EXTRACTED MATERIAL →
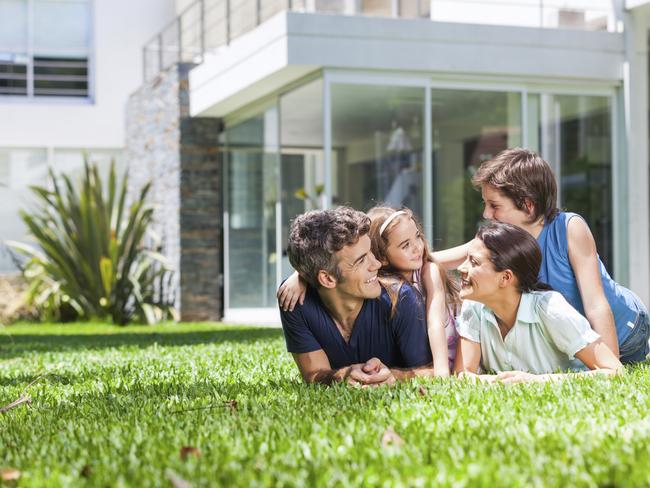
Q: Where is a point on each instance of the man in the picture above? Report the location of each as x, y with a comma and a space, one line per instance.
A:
344, 330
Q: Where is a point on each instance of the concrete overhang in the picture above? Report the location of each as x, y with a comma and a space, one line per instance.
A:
291, 45
632, 4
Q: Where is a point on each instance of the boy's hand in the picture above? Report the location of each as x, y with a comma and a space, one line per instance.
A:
291, 292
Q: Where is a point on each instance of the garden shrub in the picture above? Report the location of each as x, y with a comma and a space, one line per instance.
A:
92, 261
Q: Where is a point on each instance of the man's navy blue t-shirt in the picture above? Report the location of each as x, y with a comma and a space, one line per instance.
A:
400, 341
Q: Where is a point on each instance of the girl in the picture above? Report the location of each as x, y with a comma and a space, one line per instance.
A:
397, 242
510, 322
519, 187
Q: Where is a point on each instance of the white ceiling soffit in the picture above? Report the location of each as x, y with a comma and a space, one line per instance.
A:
291, 45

WORK TO BE COMPLETED →
Take the line holding "Q: Where is a point on each instance of the concrete" and all lines after it through the end of the data, and set them down exactly.

EXERCISE RESULT →
Q: Where is a point on each instance of the concrete overhang in the picture above? Report the location of each as x, y with a comma and a space, one line per instance.
A:
291, 45
632, 4
Q: Where is a point on each instance of the boy's hand in the picture above? Report the location of each as x, y with a comma and a space, one line per instance.
A:
291, 292
Q: Where is a point on each instance of the garden shrub in the picture above? Report the location of each as x, y with a comma and a space, one line per instance.
A:
92, 261
Q: Where is a point on each instance of the man's navy blue t-shirt in the picture above? Report the location of each as x, y with a comma and a space, one line per instance.
A:
400, 341
Q: Where is a point on each instance of the girl in the picture above? Report the location of each as x, y with a comma and a space, one line per instance.
A:
397, 242
510, 322
519, 187
Q: Where is a point on each instance of the white ceiling soffit in the picture above? Report the location of each as x, y with a comma and a space, one line per instance.
A:
291, 45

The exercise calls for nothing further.